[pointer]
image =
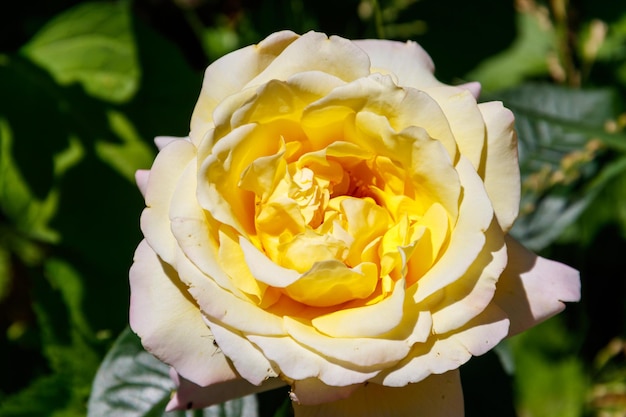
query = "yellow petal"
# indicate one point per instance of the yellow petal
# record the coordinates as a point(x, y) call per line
point(331, 282)
point(233, 71)
point(367, 321)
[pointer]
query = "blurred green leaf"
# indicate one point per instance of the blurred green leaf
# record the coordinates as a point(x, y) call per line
point(608, 209)
point(41, 398)
point(526, 57)
point(561, 131)
point(129, 156)
point(28, 213)
point(65, 334)
point(550, 380)
point(92, 44)
point(133, 383)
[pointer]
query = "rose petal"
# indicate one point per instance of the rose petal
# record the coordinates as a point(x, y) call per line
point(501, 170)
point(245, 357)
point(465, 120)
point(221, 305)
point(467, 238)
point(141, 178)
point(443, 353)
point(162, 141)
point(189, 395)
point(437, 396)
point(315, 51)
point(312, 391)
point(162, 182)
point(367, 321)
point(470, 294)
point(264, 269)
point(296, 362)
point(230, 74)
point(169, 323)
point(473, 87)
point(374, 353)
point(533, 288)
point(407, 61)
point(377, 94)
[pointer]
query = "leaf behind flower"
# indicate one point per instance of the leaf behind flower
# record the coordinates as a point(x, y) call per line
point(133, 383)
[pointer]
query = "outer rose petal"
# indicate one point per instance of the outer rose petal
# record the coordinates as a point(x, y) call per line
point(532, 289)
point(447, 352)
point(141, 178)
point(407, 61)
point(162, 182)
point(436, 396)
point(501, 169)
point(189, 395)
point(169, 324)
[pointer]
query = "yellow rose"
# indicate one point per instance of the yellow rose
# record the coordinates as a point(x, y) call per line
point(337, 221)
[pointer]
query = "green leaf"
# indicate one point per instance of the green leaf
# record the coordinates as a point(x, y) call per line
point(133, 383)
point(550, 379)
point(28, 213)
point(129, 156)
point(92, 44)
point(561, 132)
point(526, 57)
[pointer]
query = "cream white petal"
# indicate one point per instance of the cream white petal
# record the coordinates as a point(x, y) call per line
point(501, 170)
point(315, 51)
point(229, 74)
point(465, 119)
point(250, 362)
point(447, 352)
point(169, 323)
point(471, 294)
point(264, 269)
point(162, 141)
point(367, 321)
point(473, 87)
point(141, 178)
point(162, 182)
point(408, 61)
point(224, 306)
point(372, 353)
point(192, 396)
point(296, 362)
point(312, 391)
point(468, 236)
point(533, 288)
point(436, 396)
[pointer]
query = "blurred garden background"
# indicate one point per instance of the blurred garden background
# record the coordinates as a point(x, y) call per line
point(86, 86)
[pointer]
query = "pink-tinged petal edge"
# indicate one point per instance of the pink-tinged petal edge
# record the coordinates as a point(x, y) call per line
point(192, 396)
point(436, 396)
point(141, 178)
point(162, 141)
point(533, 289)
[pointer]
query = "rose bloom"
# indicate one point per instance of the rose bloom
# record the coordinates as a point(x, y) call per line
point(337, 221)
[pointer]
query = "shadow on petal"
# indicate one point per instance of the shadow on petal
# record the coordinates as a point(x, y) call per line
point(436, 396)
point(533, 289)
point(192, 396)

○ ○ ○

- **Required task**: Return all the entries word for word, but omit any pictures they contain.

- **Exercise result**:
[pointer]
image =
query = "yellow petal"
# indicate one point per instance of the yellow petal
# record the coordinates as a point(x, y) call per line
point(331, 282)
point(233, 71)
point(367, 321)
[pointer]
query = "blurred green leaf"
# indicate one point per instance of the blurred green leaf
# record the coordinates as a point(x, y) call per line
point(608, 209)
point(41, 398)
point(526, 57)
point(561, 131)
point(129, 156)
point(28, 213)
point(65, 334)
point(550, 380)
point(92, 44)
point(133, 383)
[pointer]
query = "rose petal"
# indicate one point per instance of the rose petal
# record the coordinates as a point(x, y) call per line
point(501, 170)
point(245, 357)
point(465, 120)
point(221, 305)
point(467, 238)
point(141, 178)
point(443, 353)
point(162, 141)
point(189, 395)
point(437, 396)
point(315, 51)
point(312, 391)
point(162, 182)
point(367, 321)
point(470, 294)
point(264, 269)
point(296, 362)
point(230, 74)
point(169, 323)
point(473, 87)
point(374, 353)
point(533, 288)
point(407, 61)
point(377, 94)
[pointer]
query = "leaf behind flower"
# indicate one point per instance of the leaf behind flower
# record the coordinates as a point(x, y) call per line
point(133, 383)
[pointer]
query = "outer rose petal"
# indicate one point per instance of the outer rose petal
# record the coordinates as a point(x, y) call per line
point(532, 289)
point(447, 352)
point(141, 178)
point(407, 61)
point(162, 182)
point(436, 396)
point(501, 169)
point(189, 395)
point(169, 324)
[pointer]
query = "yellow rose"
# indicate one point per instance of the yellow rose
# record the coordinates as a point(x, y) call per line
point(337, 221)
[pointer]
query = "green leaf"
# indicate one point per instance of the green leaf
# record the coordinates as a point(x, y) call per line
point(133, 383)
point(550, 379)
point(28, 213)
point(129, 156)
point(92, 44)
point(561, 132)
point(526, 57)
[pointer]
query = "cream white petal"
# indicate one point per instance of the cream white petal
# record the coordinates as a point(x, y) call per line
point(501, 170)
point(315, 51)
point(229, 74)
point(465, 119)
point(250, 362)
point(447, 352)
point(169, 323)
point(471, 294)
point(264, 269)
point(162, 141)
point(367, 321)
point(473, 87)
point(141, 178)
point(162, 182)
point(408, 61)
point(224, 306)
point(372, 353)
point(192, 396)
point(296, 362)
point(312, 391)
point(468, 236)
point(533, 288)
point(436, 396)
[pointer]
query = "blurred garden background"
# indicate one point per instance of the blurred garden background
# record the coordinates as a point(x, y) call per line
point(86, 86)
[pointer]
query = "pink-tinged petal edge"
# indicate one point per instance of the pink-tinged petal edge
# record the coordinates as a point(x, y) call per line
point(192, 396)
point(436, 396)
point(141, 178)
point(162, 141)
point(533, 289)
[pointer]
query = "rose bloom"
# indicate one point per instance of the rose bloom
# record the coordinates as a point(x, y) call per line
point(337, 221)
[pointer]
query = "shadow on petal"
# indicate one point per instance of the shadow on petal
# record the coordinates as a point(x, y) call per line
point(436, 396)
point(533, 289)
point(192, 396)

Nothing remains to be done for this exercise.